_Dataset entries_.

☆ ☆ ☆ ☆

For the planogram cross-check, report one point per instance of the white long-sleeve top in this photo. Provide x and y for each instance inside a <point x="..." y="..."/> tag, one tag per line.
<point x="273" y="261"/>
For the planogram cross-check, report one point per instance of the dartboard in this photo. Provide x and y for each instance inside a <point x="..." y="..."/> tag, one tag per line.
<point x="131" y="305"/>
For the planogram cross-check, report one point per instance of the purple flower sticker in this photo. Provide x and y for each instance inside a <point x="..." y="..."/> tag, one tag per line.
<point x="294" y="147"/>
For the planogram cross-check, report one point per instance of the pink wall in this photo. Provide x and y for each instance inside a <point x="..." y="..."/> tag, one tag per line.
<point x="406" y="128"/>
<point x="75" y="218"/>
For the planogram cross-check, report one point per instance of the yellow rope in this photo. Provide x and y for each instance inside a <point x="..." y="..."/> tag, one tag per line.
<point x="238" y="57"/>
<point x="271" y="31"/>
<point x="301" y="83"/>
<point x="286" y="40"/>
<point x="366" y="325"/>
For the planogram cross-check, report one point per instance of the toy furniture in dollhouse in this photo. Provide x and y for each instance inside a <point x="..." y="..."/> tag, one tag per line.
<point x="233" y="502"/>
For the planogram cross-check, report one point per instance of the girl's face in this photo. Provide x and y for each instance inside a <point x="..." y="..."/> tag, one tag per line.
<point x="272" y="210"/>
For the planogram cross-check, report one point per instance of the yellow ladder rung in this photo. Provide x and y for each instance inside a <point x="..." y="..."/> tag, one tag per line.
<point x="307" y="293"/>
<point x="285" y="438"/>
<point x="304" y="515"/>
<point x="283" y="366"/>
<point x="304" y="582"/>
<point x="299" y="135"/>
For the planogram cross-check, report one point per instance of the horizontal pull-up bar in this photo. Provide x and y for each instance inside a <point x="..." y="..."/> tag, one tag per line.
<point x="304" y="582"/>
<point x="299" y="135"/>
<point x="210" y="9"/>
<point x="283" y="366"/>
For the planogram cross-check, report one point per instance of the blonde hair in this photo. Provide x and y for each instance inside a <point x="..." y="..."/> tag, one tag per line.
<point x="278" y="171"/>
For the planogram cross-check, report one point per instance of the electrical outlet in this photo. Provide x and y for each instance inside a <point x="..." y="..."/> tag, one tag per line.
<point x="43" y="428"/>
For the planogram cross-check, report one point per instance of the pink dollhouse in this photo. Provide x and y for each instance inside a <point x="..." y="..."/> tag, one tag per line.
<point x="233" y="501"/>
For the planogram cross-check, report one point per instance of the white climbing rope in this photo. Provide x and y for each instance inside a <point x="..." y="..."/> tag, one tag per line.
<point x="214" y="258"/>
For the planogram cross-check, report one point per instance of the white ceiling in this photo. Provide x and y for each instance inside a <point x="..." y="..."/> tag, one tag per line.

☆ ☆ ☆ ☆

Write each entry out again. Do not change a word.

_Finished task_.
For the planogram cross-check, report one point per instance of the white long-sleeve top in this photo. Provide x and y for each instance inside a <point x="..." y="..."/> tag, one tag per line.
<point x="273" y="261"/>
For the planogram cross-check, report one point per instance of the dartboard in this photo. Provide x and y for each instance inside a <point x="..." y="..."/> tag, one tag per line.
<point x="131" y="305"/>
For the planogram cross-check, report one point per instance of the purple flower sticker in this photo. Provide x and y for each instance inside a <point x="..." y="..."/> tag, one tag per line.
<point x="294" y="147"/>
For the planogram cross-check, report one point per instance of the pink wall in this photo. Provide x and y for each instance inside a <point x="..." y="..."/> tag, one tag per line.
<point x="406" y="128"/>
<point x="75" y="218"/>
For the planogram cross-check, report one point per instance of the yellow rope in this photo. Provide x and y for each instance inside a <point x="..." y="..."/> tag, one tag per line.
<point x="238" y="57"/>
<point x="271" y="31"/>
<point x="301" y="83"/>
<point x="286" y="40"/>
<point x="366" y="325"/>
For the planogram cross-check, report one point per instance of the toy furniture in dollhouse in this photo. Provide x and y for each instance inside a <point x="..." y="..."/> tag, one tag per line.
<point x="233" y="502"/>
For the planogram cross-check, report one point per instance of the girl's face in this photo. Provide x and y for each instance inside a <point x="..." y="..."/> tag, one tag per line.
<point x="272" y="210"/>
For the planogram cross-check, report one point per instance of the yellow ladder rung in this photo. Provide x and y for each instance inside a <point x="..." y="..."/> tag, one tag per line.
<point x="307" y="293"/>
<point x="285" y="438"/>
<point x="304" y="515"/>
<point x="283" y="366"/>
<point x="304" y="582"/>
<point x="299" y="135"/>
For the planogram cross-check, report one point per instance of the horizontal pull-up bar in this photo. Provide x and y for each instance inside a <point x="..." y="..."/> tag, one tag per line.
<point x="304" y="582"/>
<point x="299" y="135"/>
<point x="210" y="9"/>
<point x="283" y="366"/>
For the planogram cross-check, report one point per instance of the blonde hair in this photo. Provide x and y for each instance inside a <point x="..." y="..."/> tag, one tag per line.
<point x="278" y="171"/>
For the planogram cross-check, report one point per instance of the electrical outlet in this photo. Provide x and y for each instance inside a <point x="..." y="..."/> tag, one tag per line.
<point x="43" y="428"/>
For the planogram cross-check, report one point per instance of the pink dollhouse in this photo. Provide x and y for each instance inside a <point x="..." y="..."/> tag, one tag per line.
<point x="233" y="501"/>
For the planogram cross-check, report one point per instance of the white climbing rope in this photo. Provide x and y for each instance inside a <point x="..." y="..."/> tag, one tag per line.
<point x="214" y="258"/>
For the planogram cross-check, report one point per instance of the white ceiling in this photo. Provide x and y for each instance inside a <point x="..." y="..."/> tag, one tag per line.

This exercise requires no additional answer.